#### 题目设定
更新记录中从开头起到含有“top-left (87, 163), bottom-right (300, 299)”的那一行为止（含该行）的部分：把“water ripple”替换为“water wave”，其余内容一律保持不变。输出时不要包含图片。

#### 提取数据
════════════════
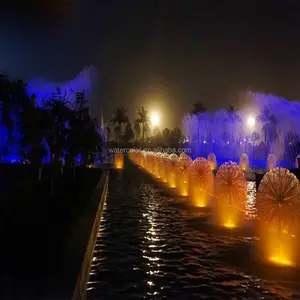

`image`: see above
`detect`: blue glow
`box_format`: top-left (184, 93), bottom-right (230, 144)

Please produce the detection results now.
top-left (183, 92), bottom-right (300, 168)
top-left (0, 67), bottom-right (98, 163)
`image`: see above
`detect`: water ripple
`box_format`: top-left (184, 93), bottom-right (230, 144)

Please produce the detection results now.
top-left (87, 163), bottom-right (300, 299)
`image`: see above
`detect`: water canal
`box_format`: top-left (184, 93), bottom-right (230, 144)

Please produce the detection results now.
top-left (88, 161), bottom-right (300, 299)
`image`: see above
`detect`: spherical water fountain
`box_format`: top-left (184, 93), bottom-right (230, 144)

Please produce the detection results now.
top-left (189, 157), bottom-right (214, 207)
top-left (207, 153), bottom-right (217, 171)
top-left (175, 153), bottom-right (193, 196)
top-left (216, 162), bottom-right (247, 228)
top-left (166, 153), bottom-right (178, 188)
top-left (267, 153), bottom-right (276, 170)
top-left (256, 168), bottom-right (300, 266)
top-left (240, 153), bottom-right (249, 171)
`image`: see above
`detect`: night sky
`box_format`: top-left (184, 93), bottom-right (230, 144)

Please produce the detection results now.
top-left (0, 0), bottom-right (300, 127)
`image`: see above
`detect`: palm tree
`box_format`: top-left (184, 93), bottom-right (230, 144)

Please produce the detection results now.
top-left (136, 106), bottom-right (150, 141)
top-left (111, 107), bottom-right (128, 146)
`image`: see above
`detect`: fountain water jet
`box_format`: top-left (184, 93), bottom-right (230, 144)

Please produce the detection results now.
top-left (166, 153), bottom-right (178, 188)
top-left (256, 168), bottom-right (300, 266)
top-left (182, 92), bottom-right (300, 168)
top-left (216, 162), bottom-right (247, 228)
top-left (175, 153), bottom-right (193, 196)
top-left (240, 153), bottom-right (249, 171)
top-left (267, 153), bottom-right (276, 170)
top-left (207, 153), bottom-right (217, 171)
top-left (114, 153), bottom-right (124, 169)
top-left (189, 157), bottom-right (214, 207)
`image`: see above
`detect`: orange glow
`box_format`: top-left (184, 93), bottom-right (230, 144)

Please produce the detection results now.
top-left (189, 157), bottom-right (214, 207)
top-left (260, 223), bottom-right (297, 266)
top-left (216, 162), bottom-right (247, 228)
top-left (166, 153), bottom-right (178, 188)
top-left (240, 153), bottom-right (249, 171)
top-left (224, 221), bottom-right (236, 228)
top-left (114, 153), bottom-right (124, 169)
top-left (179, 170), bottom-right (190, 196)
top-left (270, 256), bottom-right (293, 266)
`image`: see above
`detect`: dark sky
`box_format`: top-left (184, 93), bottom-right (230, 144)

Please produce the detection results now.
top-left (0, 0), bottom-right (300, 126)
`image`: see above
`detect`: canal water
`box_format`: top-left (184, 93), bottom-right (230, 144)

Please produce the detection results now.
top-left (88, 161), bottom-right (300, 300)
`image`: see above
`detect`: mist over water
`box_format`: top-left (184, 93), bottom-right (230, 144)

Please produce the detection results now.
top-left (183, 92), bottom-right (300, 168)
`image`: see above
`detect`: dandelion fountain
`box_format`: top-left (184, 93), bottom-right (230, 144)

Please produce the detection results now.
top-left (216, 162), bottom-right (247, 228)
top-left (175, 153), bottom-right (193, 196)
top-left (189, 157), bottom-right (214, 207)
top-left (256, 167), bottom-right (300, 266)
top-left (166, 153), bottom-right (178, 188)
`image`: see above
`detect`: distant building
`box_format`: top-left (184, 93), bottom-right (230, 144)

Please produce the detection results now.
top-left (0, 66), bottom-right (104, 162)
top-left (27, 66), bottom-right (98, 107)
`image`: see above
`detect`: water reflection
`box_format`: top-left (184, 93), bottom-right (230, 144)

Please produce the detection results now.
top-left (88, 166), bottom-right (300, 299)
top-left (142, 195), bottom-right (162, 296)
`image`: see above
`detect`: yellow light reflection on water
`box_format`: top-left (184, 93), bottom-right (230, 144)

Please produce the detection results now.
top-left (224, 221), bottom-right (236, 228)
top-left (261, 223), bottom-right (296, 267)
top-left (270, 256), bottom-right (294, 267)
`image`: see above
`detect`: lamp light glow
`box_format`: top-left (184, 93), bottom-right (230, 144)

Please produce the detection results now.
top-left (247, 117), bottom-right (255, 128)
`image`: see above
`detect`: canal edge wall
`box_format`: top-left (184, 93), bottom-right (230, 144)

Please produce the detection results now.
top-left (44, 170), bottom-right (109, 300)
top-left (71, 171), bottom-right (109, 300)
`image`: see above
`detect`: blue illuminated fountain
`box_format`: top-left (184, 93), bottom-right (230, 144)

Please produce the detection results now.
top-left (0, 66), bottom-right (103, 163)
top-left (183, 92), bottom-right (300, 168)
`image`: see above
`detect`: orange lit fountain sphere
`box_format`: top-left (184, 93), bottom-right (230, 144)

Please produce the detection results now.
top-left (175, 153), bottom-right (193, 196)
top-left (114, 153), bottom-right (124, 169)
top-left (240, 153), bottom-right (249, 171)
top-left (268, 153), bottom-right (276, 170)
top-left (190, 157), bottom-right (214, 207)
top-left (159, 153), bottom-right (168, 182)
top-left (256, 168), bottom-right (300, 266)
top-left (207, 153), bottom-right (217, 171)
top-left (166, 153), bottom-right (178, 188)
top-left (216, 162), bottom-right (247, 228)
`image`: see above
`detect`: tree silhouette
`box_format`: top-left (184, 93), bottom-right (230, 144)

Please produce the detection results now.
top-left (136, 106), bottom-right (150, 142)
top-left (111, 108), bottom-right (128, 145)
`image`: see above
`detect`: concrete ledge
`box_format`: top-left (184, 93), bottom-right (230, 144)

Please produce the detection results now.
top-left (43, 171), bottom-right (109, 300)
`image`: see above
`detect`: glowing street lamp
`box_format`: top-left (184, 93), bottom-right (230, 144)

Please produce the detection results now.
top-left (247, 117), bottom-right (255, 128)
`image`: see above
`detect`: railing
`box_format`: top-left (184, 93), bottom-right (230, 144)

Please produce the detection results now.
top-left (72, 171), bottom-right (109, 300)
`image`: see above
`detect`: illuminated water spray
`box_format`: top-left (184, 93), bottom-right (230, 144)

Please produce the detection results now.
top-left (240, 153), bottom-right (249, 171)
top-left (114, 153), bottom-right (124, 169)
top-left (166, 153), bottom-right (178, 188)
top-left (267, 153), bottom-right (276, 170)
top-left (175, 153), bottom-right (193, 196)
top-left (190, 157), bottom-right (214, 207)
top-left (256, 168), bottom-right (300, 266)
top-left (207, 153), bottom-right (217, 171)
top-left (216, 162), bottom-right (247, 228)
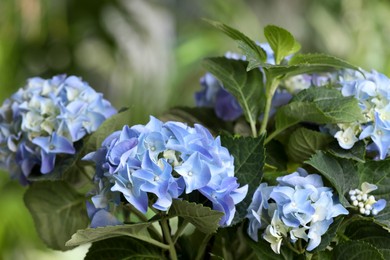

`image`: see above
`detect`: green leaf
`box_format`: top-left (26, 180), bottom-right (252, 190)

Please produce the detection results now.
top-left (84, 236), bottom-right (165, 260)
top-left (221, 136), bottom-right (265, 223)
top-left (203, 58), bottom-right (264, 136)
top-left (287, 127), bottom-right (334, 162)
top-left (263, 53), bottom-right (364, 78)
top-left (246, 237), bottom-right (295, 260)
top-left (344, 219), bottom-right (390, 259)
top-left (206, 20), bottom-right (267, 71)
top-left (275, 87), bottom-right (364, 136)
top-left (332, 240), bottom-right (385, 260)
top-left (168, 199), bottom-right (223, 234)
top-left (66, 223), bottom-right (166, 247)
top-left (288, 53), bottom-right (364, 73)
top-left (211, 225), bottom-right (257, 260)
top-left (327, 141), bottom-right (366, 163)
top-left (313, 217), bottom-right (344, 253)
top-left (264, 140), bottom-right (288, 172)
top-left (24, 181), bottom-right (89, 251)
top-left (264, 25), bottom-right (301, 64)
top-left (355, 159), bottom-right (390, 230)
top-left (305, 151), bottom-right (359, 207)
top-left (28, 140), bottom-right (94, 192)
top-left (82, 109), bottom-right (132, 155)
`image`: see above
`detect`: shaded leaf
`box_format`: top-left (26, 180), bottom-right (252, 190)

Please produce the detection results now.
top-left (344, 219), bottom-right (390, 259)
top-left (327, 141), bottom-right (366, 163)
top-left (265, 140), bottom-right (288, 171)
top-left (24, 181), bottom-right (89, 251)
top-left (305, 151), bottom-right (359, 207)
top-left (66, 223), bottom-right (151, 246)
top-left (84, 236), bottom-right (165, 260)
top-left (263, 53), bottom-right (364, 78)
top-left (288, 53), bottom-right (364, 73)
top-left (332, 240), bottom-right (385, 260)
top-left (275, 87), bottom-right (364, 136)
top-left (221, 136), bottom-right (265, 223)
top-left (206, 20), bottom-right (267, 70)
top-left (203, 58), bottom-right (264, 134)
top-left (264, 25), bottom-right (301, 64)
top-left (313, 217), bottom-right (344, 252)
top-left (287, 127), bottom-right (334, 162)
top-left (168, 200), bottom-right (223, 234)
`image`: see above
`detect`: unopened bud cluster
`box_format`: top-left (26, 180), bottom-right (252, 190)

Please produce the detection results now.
════════════════
#### 练习解答
`image`: see above
`detect`: blue glow
`box_format`: top-left (184, 93), bottom-right (230, 144)

Please produce the detection results now.
top-left (183, 92), bottom-right (300, 168)
top-left (0, 67), bottom-right (98, 163)
`image`: see above
`detect`: water wave
`box_format`: top-left (184, 93), bottom-right (230, 144)

Please produce the detection results now.
top-left (87, 163), bottom-right (300, 299)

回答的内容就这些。